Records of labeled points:
════════════════
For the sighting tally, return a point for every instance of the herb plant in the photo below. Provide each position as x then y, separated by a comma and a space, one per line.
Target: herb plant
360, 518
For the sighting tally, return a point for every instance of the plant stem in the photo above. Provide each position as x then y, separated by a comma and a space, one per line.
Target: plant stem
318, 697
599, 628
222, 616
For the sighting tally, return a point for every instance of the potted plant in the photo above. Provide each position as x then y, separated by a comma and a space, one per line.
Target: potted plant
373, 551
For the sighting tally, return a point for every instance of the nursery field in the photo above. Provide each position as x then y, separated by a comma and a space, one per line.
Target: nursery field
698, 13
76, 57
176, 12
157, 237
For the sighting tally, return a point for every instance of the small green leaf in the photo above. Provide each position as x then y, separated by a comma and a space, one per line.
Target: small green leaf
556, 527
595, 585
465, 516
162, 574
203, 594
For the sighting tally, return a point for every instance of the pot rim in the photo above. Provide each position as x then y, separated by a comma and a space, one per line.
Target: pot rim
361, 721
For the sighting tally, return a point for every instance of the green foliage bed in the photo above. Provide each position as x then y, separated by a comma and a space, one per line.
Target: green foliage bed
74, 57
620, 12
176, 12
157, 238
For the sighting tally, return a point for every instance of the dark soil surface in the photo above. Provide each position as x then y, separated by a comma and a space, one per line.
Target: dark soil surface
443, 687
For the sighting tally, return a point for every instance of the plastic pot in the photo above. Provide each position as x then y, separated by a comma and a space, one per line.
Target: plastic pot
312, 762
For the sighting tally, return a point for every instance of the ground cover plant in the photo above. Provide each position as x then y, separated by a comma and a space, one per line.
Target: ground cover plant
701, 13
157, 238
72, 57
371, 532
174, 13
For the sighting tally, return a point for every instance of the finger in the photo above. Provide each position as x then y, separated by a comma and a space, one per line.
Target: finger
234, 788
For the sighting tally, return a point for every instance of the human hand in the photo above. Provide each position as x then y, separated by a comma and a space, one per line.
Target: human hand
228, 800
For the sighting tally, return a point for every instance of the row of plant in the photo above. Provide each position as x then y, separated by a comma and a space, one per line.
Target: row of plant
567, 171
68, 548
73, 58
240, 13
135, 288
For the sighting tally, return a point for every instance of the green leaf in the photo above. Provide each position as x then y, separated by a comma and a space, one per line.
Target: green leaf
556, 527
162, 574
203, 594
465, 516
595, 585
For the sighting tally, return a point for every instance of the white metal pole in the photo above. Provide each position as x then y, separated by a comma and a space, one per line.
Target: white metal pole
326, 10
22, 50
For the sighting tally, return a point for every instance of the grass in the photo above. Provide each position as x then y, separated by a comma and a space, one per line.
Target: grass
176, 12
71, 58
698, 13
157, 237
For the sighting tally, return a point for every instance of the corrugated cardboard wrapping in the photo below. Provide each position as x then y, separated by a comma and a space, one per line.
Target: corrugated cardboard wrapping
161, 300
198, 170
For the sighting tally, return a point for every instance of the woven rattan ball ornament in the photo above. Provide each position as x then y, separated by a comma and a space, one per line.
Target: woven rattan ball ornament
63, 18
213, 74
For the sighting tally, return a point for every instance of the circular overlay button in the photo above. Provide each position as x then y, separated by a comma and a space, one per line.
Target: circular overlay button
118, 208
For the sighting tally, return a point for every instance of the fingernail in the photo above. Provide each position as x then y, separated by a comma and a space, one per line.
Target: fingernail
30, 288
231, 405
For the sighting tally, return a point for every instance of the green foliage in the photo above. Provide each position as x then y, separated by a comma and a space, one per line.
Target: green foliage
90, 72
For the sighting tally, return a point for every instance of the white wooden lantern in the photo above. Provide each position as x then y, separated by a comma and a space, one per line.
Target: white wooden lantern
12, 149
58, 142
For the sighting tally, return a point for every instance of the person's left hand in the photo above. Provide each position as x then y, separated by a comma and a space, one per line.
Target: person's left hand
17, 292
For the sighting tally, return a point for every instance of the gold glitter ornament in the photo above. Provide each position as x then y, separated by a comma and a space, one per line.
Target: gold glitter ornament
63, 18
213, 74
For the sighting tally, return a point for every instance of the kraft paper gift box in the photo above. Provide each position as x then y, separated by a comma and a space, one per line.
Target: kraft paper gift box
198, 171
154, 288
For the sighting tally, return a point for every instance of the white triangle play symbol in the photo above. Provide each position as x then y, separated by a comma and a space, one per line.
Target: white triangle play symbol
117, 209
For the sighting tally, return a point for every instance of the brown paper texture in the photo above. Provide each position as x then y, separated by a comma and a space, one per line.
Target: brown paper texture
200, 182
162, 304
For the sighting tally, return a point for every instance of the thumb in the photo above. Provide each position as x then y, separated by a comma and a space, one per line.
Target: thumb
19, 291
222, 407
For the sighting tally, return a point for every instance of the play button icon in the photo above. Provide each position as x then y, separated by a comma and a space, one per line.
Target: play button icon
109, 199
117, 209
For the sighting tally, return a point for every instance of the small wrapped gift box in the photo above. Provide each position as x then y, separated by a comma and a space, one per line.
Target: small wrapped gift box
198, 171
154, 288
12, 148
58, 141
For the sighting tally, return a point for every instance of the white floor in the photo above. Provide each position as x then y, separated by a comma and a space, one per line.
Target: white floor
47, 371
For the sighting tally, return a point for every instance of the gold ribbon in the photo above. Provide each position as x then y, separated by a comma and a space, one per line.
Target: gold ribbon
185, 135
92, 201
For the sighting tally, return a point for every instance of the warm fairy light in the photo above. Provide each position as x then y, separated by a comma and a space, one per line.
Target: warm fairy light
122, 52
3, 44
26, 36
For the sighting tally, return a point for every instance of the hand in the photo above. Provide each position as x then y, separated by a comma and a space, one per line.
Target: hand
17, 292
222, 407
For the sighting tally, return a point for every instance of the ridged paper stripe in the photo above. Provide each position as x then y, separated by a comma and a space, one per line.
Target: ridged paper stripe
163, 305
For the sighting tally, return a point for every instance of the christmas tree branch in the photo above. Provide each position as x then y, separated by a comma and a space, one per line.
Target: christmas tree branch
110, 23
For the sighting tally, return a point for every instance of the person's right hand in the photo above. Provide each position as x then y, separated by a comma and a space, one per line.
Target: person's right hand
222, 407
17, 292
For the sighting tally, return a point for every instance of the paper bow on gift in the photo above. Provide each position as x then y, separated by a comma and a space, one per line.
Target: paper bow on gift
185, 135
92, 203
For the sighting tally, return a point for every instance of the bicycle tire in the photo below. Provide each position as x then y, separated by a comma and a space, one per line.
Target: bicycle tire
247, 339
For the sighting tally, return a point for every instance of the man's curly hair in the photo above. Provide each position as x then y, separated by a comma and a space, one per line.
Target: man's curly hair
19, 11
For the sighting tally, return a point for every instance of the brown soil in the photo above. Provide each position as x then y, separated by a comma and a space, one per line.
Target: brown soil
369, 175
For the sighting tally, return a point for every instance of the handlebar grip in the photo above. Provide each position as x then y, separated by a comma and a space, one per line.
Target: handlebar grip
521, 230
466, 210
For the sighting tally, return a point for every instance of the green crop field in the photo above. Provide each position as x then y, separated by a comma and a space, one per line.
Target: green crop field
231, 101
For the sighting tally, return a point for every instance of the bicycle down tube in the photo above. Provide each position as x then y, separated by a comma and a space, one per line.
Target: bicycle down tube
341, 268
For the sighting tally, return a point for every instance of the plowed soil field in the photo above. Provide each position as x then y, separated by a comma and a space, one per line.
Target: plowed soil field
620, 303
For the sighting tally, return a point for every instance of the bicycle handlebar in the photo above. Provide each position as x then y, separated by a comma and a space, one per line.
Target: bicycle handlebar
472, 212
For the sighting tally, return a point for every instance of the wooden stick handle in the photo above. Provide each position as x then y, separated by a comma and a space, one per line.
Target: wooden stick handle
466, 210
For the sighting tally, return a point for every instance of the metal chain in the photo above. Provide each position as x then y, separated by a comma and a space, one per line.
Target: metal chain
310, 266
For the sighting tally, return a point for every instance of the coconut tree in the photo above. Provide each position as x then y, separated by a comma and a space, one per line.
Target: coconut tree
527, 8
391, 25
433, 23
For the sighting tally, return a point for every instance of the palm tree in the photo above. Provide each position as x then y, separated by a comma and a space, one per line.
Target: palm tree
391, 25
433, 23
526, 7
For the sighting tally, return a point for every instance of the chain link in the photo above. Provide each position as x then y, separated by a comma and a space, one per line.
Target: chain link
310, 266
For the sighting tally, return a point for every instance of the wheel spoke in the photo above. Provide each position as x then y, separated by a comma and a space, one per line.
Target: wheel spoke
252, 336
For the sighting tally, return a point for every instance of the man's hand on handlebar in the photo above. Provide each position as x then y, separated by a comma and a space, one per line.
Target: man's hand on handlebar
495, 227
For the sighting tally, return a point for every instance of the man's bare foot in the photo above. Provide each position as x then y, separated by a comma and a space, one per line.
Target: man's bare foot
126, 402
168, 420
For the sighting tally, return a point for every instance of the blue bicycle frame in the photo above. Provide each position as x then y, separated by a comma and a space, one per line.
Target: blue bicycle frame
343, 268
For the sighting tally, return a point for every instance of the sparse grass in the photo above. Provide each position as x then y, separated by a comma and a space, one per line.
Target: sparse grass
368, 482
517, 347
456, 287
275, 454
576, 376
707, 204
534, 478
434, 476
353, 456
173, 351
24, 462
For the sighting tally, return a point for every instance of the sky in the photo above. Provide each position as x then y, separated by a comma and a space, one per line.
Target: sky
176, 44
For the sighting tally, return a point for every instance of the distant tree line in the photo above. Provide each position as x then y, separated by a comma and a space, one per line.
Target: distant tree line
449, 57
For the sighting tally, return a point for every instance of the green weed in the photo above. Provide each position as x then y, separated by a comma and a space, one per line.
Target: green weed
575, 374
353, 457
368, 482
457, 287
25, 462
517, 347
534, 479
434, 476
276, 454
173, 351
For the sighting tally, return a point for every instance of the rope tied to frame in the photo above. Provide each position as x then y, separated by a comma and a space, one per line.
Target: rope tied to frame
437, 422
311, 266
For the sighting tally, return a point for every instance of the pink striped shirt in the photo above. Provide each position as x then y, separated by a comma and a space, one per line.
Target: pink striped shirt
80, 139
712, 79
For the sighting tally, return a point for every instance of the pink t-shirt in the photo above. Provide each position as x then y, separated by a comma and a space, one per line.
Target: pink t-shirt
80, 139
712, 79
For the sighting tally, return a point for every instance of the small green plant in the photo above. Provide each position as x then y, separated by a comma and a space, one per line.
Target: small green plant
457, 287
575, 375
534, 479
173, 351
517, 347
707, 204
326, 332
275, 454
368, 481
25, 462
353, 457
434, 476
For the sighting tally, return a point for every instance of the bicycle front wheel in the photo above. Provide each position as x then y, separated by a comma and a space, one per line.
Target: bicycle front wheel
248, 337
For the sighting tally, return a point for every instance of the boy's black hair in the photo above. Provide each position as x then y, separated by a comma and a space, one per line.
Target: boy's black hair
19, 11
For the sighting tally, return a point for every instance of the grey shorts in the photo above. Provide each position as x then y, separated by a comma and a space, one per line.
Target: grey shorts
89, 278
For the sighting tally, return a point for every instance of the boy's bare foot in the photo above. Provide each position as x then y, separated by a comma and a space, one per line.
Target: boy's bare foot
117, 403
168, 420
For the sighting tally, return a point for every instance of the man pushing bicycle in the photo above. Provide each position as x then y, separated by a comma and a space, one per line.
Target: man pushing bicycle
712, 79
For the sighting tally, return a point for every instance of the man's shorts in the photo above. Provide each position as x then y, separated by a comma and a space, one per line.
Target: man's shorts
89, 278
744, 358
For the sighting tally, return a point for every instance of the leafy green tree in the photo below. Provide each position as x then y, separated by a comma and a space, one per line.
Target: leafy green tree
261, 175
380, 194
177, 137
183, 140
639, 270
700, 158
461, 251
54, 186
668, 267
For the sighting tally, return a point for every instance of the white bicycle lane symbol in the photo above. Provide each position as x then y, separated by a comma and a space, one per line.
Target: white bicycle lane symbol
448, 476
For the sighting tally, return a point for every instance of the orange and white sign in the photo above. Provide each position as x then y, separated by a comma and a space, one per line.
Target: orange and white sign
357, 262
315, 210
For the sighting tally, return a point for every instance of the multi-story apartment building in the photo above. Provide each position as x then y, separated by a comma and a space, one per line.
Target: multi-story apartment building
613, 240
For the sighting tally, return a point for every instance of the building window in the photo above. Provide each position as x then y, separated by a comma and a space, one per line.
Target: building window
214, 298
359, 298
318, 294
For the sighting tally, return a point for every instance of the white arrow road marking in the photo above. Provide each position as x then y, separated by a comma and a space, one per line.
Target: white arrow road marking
════════════════
Print exactly the lines above, starting at the line that contains "of the multi-story" and ending with the last line of the records, both included.

_RESPONSE TO THE EXERCISE_.
For the sighting tally, return a point for every instance of the multi-story apartment building in the photo above. Provide each position as x then y, separated by a comma and a space, one per line.
Target: multi-story apartment building
613, 240
For the sighting tally, return a point for every instance of the building window in the photo above. Provide each position as x then y, separated by a comma and a space, one per line.
Target: building window
214, 298
359, 298
318, 294
For the sighting tally, return a point for every instance of the white arrow road marking in the photo above. Provide each position as x then y, separated by a comma and a space, one per line.
Target: white arrow road marking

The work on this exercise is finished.